● **WHAT TO DO**:
a - Reproduce the TBLC text starting at "Florida Delivery Service: Library" and ending at "libraries throughout Florida.", swapping "Florida Delivery Service" for "Statewide Delivery Service".
b - Answer these questions from the TBLC text:
(i) In what year was TBLC established?
(ii) How many members sit on TBLC's executive board?
(iii) In what year did the Ask A Librarian service begin?

TBLC was established in 1979. There are five multi-type library cooperatives throughout Florida serving all types of libraries (academic, public, special, and school). The other cooperatives are NEFLIN, PLAN, SEFLIN, and SWFLN.

==Staff and board of directors==
TBLC is headquartered in Tampa, Florida. It operates with full-time and part-time staff members. TBLC is administered by an executive director and an executive board with 13 members. Board members are elected from member libraries.

==Membership==
TBLC serves over 100 members in 18 Florida counties. These counties include: Citrus, Desoto, Glades, Hardee, Hernando, Highlands, Hillsborough, Indian River, Lake, Manatee, Okeechobee, Orange, Osceola, Pasco, Pinellas, Polk, Sarasota, and Saint Lucie. TBLC membership includes academic libraries, special libraries, public libraries and school libraries. "

Member libraries can be viewed on their website

==Services==
The TBLC does not serve patrons directly. Instead, it provides services to member libraries that help them serve their patrons in a manner that is more creative, efficient, and more economically responsible than if the members were to operate individually. In 2005, TBLC offered a group purchase opportunity for member libraries and these libraries became some of the first in Florida to offer downloadable audio books to users. TBLC operates the Ask a Librarian program which answers an average of 65,000 questions a year. Other services include continuing education, interlibrary loan material delivery, video production, and e-book purchasing.

==Programs==
Training & Workshops: TBLC offers training to its members through webinars and in-person workshops, blended learning courses and conference-style events with a regional focus on continuing education for its members.

Florida Delivery Service: Library members of FLIN are eligible to be a part of the Florida Library Delivery Service. Florida Delivery Service picks up and delivers interlibrary loan materials among 200 libraries throughout Florida.

Florida Library Webinars: TBLC gives training to staff who works in Florida libraries in the belief of a well trained staff will serve its community to the fullest.

Ask A Librarian: TBLC provides virtual reference service to Florida residents via chat and text messaging. This service began in 2003 and evolved to be a main stay and vital service for many Florida libraries.

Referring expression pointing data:
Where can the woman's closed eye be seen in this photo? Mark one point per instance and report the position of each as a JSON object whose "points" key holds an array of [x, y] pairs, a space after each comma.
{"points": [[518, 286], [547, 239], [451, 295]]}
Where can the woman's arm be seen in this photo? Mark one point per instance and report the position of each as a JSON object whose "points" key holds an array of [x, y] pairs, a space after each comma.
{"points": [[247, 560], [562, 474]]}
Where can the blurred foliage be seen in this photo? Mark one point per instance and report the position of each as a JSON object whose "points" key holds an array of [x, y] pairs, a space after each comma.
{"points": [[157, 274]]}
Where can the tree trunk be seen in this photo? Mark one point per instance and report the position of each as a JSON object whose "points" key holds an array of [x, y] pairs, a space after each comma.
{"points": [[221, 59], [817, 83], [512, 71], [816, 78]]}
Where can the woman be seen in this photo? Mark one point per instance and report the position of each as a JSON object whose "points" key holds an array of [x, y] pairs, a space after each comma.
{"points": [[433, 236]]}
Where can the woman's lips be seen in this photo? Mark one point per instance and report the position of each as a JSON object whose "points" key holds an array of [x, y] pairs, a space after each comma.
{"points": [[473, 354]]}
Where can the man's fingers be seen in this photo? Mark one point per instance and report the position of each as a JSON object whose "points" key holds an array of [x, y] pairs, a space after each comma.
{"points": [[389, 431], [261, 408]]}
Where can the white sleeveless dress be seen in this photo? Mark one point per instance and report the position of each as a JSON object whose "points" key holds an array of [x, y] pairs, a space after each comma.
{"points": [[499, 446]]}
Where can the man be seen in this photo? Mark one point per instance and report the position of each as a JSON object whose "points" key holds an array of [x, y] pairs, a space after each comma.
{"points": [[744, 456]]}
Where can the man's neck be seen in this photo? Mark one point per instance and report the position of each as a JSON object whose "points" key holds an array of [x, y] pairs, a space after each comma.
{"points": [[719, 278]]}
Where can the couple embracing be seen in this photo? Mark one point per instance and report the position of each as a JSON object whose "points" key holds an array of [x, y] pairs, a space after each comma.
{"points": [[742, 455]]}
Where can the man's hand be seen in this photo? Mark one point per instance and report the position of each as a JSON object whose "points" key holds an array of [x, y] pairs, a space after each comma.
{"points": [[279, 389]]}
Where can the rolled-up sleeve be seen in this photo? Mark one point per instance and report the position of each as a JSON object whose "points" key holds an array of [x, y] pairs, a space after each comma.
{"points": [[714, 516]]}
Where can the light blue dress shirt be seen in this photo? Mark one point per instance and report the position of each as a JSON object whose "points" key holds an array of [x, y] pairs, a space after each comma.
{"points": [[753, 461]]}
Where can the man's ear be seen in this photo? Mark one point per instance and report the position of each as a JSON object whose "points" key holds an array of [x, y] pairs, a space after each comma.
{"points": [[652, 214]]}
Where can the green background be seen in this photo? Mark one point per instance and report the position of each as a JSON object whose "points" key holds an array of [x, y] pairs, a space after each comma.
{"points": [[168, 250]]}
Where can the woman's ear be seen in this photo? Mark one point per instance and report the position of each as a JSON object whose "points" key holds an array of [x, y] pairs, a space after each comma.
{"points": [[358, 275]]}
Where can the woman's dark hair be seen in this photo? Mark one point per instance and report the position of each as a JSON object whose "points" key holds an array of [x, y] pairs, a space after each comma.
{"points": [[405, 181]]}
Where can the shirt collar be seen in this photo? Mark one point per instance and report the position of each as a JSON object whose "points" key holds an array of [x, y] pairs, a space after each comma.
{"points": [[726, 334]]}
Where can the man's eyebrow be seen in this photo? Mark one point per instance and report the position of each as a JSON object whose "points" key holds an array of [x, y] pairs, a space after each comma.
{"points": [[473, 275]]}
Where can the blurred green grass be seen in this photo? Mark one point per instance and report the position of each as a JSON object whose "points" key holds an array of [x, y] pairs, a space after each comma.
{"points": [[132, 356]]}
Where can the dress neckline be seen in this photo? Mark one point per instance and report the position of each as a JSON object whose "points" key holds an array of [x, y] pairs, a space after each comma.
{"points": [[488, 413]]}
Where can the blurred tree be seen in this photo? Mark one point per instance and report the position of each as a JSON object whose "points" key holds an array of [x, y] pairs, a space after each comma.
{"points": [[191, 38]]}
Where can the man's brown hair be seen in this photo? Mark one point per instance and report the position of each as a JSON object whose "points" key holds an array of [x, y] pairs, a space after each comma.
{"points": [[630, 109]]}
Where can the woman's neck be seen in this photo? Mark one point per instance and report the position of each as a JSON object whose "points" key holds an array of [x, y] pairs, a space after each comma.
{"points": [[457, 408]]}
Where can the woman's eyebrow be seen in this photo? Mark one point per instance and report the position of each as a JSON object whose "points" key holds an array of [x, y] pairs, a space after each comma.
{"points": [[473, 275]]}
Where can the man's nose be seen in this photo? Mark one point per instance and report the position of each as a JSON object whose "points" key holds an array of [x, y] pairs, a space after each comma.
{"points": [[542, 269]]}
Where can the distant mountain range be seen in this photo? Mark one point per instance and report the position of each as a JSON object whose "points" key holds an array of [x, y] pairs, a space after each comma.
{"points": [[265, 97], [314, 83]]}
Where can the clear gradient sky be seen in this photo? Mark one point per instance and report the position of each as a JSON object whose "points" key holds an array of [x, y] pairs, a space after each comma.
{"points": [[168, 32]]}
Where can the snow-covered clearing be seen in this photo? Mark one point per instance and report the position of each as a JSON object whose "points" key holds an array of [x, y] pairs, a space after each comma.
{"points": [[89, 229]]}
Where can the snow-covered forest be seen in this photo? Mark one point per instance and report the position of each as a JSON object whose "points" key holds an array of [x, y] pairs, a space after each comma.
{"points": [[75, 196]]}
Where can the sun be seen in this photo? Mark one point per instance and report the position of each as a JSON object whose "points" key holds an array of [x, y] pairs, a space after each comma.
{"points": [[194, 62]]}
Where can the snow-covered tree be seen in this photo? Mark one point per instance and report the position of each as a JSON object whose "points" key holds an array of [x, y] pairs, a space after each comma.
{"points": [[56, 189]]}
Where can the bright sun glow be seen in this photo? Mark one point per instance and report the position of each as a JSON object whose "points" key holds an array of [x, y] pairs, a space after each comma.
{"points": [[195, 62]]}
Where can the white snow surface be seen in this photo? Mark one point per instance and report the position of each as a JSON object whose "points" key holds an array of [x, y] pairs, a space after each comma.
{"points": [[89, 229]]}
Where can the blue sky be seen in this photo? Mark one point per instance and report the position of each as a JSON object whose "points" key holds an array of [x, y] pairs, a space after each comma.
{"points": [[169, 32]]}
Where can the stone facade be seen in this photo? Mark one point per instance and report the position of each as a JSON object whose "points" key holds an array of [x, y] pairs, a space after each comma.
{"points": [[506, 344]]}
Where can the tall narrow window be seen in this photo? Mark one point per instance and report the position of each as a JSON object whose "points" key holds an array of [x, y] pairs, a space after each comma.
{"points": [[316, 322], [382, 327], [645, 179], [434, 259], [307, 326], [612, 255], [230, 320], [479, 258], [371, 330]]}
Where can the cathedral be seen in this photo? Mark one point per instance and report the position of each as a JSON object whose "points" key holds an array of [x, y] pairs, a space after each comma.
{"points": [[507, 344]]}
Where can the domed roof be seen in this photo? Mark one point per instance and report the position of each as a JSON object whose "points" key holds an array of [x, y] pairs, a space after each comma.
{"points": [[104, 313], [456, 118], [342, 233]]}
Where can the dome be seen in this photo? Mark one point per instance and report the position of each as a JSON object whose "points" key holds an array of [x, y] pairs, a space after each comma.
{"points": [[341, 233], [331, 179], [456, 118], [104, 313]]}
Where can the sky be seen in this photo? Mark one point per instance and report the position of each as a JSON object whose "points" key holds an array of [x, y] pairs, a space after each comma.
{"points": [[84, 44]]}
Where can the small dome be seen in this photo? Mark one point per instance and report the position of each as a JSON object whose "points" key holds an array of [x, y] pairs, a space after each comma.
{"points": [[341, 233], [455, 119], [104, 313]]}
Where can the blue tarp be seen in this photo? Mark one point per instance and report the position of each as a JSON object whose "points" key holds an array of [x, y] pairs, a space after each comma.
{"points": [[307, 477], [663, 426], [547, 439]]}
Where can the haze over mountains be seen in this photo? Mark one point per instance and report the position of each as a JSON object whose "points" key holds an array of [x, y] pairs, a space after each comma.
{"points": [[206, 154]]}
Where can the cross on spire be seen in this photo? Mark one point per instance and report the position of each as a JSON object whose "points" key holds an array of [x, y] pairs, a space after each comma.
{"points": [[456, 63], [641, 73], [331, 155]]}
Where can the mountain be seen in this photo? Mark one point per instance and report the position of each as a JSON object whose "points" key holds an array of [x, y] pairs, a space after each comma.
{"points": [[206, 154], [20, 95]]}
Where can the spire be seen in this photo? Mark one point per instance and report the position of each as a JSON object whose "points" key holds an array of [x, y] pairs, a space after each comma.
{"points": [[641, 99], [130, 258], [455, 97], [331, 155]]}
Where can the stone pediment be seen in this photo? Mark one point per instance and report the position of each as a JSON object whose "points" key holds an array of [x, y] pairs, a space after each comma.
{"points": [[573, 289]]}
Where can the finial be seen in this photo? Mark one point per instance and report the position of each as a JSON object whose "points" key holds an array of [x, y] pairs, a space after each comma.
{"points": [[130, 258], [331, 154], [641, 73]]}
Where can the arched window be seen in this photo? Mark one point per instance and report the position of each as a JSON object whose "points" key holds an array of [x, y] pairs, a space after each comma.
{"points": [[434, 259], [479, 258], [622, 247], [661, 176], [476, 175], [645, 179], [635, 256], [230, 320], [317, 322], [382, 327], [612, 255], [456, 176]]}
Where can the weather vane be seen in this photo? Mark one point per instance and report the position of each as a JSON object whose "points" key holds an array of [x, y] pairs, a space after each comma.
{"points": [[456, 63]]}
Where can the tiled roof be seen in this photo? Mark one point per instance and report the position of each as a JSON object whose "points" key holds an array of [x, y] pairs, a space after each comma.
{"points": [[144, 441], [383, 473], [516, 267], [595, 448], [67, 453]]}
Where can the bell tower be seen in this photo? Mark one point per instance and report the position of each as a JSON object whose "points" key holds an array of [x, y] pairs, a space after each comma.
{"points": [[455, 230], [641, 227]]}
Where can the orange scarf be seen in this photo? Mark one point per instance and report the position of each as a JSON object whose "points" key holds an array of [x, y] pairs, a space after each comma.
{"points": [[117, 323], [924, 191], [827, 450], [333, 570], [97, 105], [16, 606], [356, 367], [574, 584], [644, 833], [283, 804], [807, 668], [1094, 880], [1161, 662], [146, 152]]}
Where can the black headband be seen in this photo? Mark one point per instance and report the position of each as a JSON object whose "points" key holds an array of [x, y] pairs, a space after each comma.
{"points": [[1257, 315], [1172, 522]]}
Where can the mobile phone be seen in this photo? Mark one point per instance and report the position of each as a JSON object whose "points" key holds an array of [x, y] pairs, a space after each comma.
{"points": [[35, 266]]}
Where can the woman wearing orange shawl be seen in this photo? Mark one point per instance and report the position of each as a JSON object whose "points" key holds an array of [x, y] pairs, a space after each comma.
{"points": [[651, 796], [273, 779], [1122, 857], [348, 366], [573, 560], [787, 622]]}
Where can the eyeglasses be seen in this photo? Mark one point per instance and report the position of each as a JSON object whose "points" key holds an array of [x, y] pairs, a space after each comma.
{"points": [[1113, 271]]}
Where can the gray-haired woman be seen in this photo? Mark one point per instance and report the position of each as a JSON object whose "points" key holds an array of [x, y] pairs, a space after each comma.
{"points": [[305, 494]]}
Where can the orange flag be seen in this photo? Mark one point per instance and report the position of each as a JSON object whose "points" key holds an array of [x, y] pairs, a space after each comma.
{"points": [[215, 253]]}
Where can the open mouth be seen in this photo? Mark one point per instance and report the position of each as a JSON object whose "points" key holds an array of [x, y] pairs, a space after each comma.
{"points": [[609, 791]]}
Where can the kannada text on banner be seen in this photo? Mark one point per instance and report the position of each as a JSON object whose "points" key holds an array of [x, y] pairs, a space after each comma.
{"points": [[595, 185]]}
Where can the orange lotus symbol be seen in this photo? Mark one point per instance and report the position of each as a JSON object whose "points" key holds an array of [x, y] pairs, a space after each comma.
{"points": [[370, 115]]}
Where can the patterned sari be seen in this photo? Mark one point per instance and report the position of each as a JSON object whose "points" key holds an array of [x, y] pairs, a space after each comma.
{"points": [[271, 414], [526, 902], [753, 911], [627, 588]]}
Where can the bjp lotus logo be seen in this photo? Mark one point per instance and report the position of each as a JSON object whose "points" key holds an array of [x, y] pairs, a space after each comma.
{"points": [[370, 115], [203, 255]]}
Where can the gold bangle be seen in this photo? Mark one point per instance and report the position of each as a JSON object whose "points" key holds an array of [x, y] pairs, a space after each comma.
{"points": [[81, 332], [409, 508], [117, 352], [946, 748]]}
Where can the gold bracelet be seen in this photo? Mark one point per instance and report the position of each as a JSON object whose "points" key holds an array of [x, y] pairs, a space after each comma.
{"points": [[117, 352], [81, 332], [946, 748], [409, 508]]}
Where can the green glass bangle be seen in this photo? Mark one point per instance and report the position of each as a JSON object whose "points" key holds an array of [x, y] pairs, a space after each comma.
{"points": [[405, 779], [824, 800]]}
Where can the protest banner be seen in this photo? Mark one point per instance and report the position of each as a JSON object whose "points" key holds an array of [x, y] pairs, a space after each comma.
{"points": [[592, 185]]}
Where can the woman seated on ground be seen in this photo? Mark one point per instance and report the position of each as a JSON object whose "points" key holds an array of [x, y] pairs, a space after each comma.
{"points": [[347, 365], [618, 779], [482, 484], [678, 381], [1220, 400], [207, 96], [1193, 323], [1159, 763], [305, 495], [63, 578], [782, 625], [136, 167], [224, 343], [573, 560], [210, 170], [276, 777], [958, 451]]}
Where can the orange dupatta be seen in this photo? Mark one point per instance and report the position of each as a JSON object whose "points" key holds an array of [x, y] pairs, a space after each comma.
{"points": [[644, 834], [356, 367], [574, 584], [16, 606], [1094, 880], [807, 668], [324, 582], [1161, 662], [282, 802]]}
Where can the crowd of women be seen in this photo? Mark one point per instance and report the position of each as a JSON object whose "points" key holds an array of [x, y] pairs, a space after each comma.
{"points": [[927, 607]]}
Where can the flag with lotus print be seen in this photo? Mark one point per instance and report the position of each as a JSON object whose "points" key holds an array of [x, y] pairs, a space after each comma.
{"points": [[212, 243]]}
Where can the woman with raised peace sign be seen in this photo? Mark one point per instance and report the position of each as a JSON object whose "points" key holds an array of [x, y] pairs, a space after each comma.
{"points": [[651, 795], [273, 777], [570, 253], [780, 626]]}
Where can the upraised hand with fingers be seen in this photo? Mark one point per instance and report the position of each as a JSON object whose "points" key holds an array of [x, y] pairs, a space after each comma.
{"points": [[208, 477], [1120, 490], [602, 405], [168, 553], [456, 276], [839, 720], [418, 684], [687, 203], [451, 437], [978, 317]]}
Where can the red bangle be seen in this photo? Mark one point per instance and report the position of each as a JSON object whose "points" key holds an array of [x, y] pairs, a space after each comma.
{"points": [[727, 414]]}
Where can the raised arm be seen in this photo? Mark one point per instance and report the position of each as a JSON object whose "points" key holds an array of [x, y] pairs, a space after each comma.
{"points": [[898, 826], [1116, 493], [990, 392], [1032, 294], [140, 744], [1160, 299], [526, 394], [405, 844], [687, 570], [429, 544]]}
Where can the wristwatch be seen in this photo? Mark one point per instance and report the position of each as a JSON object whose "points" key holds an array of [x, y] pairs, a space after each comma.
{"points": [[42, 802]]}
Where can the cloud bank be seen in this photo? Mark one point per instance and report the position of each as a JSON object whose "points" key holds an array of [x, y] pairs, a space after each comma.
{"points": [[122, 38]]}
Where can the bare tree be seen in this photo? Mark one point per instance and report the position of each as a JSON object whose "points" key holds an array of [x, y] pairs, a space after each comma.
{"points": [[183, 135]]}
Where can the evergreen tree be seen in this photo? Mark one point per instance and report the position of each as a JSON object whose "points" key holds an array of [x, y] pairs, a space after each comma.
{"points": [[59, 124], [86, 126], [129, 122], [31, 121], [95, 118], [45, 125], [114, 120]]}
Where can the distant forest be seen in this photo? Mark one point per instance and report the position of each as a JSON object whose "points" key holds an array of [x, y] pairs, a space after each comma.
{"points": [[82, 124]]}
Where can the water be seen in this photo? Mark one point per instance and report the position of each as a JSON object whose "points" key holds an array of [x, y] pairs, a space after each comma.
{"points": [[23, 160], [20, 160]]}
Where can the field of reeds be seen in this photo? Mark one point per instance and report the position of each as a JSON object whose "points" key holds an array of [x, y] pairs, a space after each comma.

● **ANSWERS FOR THE EXERCISE**:
a -
Statewide Delivery Service: Library members of FLIN are eligible to be a part of the Florida Library Delivery Service. Statewide Delivery Service picks up and delivers interlibrary loan materials among 200 libraries throughout Florida.

b -
(i) 1979
(ii) 13
(iii) 2003